WHAT IS EXPECTED: Arrange the lines below as a JSON list of strings, one string per line, skipping any blank lines.
==== INPUT FOR THIS TASK ====
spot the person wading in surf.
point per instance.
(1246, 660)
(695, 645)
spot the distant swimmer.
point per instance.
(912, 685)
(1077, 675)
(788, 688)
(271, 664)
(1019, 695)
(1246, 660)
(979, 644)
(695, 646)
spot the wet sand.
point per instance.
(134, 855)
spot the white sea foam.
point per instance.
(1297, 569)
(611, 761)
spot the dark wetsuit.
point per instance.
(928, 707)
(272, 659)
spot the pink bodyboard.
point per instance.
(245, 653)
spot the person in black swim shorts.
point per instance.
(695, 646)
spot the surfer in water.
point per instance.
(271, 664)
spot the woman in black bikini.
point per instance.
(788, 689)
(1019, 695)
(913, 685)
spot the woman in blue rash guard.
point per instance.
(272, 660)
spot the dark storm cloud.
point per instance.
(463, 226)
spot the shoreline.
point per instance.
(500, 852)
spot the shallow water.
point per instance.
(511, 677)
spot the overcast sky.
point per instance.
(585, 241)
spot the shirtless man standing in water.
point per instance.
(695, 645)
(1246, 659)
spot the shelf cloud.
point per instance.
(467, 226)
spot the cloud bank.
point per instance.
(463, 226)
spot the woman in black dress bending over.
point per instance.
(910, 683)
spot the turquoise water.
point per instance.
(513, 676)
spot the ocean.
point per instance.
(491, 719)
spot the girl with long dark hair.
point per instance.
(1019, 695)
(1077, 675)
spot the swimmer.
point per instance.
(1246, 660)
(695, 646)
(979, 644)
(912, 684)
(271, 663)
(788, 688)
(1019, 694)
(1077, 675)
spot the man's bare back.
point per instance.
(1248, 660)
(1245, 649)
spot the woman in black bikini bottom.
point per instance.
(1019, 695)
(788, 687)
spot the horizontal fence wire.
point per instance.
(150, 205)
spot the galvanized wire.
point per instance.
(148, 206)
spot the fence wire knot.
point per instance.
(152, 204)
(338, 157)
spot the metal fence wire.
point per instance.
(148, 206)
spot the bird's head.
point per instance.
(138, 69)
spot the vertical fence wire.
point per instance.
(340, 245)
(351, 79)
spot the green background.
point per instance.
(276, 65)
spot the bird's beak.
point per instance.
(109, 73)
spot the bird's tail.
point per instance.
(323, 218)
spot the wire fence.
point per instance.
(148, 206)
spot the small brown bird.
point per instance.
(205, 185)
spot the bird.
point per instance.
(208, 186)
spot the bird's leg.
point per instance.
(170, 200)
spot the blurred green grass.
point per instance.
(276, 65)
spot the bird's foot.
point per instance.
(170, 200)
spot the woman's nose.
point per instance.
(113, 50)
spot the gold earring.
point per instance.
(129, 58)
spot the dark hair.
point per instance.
====
FINAL RESULT:
[
  "spot the person wading in surf.",
  "point per instance.",
  "(1246, 660)",
  "(695, 645)",
  "spot the distant swimmer.",
  "point per instance.",
  "(912, 685)",
  "(1077, 675)",
  "(788, 688)",
  "(271, 664)",
  "(1019, 695)",
  "(1246, 660)",
  "(979, 644)",
  "(695, 646)",
  "spot the wet sand.",
  "point per instance.",
  "(134, 855)",
  "spot the white sea foam.",
  "point per instance.",
  "(1297, 569)",
  "(611, 761)",
  "spot the dark wetsuit.",
  "point per instance.",
  "(928, 707)",
  "(272, 659)",
  "spot the pink bodyboard.",
  "point per instance.",
  "(245, 653)",
  "spot the person in black swim shorts.",
  "point per instance.",
  "(695, 646)",
  "spot the surfer in water.",
  "point per instance.",
  "(271, 664)",
  "spot the woman in black bikini.",
  "point per instance.",
  "(788, 689)",
  "(1019, 695)",
  "(913, 685)",
  "spot the woman in blue rash guard.",
  "point per instance.",
  "(272, 660)",
  "spot the dark storm cloud.",
  "point per instance.",
  "(463, 226)",
  "spot the shoreline.",
  "point per instance.",
  "(500, 852)",
  "spot the shallow water.",
  "point per instance.",
  "(511, 677)",
  "spot the overcast sky.",
  "point per instance.",
  "(585, 241)",
  "spot the shirtless man standing in water.",
  "point per instance.",
  "(695, 645)",
  "(1246, 659)",
  "spot the shelf cloud.",
  "point per instance.",
  "(467, 226)",
  "spot the cloud bank.",
  "point per instance.",
  "(463, 226)",
  "spot the woman in black dress bending over.",
  "point per instance.",
  "(910, 683)",
  "spot the turquoise water.",
  "point per instance.",
  "(513, 676)",
  "spot the ocean.",
  "point per instance.",
  "(491, 719)",
  "spot the girl with long dark hair.",
  "point per instance.",
  "(1019, 695)",
  "(1077, 675)",
  "spot the swimmer.",
  "point per instance.",
  "(1246, 660)",
  "(695, 646)",
  "(979, 644)",
  "(912, 684)",
  "(271, 663)",
  "(788, 688)",
  "(1019, 694)",
  "(1077, 675)",
  "spot the man's bare back.",
  "point per instance.",
  "(1248, 660)",
  "(1245, 649)",
  "spot the woman in black bikini bottom.",
  "point per instance.",
  "(1019, 695)",
  "(788, 687)",
  "spot the horizontal fence wire.",
  "point per instance.",
  "(150, 205)",
  "spot the galvanized wire.",
  "point per instance.",
  "(148, 206)",
  "spot the fence wire knot.",
  "point per instance.",
  "(152, 204)",
  "(338, 157)",
  "spot the metal fence wire.",
  "point per instance.",
  "(148, 206)",
  "spot the bird's head.",
  "point per instance.",
  "(138, 69)",
  "spot the vertical fence wire.",
  "point per instance.",
  "(340, 245)",
  "(351, 79)",
  "spot the green background.",
  "point per instance.",
  "(276, 65)",
  "spot the bird's beak.",
  "point per instance.",
  "(109, 73)",
  "spot the bird's tail.",
  "point per instance.",
  "(323, 218)",
  "spot the wire fence.",
  "point per instance.",
  "(148, 206)",
  "spot the small brown bird.",
  "point per instance.",
  "(205, 185)",
  "spot the bird.",
  "point per instance.",
  "(208, 186)",
  "spot the bird's leg.",
  "point per instance.",
  "(170, 200)",
  "spot the blurred green grass.",
  "point per instance.",
  "(276, 65)",
  "spot the bird's foot.",
  "point per instance.",
  "(170, 200)",
  "spot the woman's nose.",
  "point per instance.",
  "(113, 50)",
  "spot the gold earring.",
  "point per instance.",
  "(129, 58)",
  "spot the dark hair.",
  "point per instance."
]